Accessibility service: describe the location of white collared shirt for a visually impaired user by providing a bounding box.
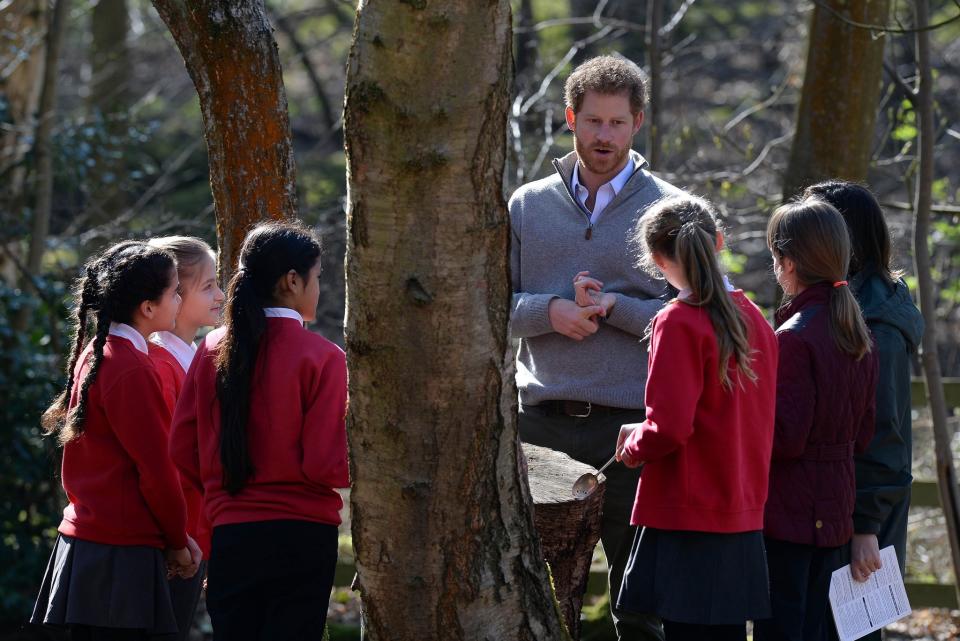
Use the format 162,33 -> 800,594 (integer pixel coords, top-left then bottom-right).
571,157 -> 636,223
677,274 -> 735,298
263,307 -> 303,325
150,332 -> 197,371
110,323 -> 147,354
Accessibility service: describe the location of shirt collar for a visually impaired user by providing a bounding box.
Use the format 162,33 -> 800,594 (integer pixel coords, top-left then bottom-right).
------------------------------
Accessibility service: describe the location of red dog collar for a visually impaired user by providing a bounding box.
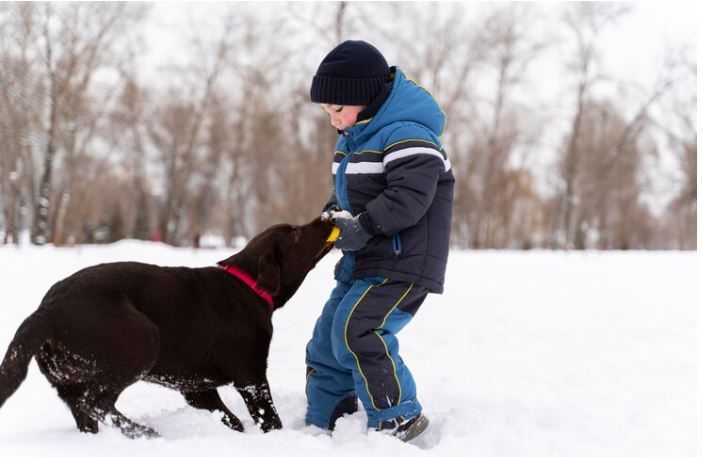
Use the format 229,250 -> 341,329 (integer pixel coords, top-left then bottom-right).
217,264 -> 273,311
------------------------------
TASK BRIEF: How many lines in the items above contain the string "Accessibility", counting only matches with the same capitalization? Reply with the number alone.

ANSWER FOR THE TASK: 3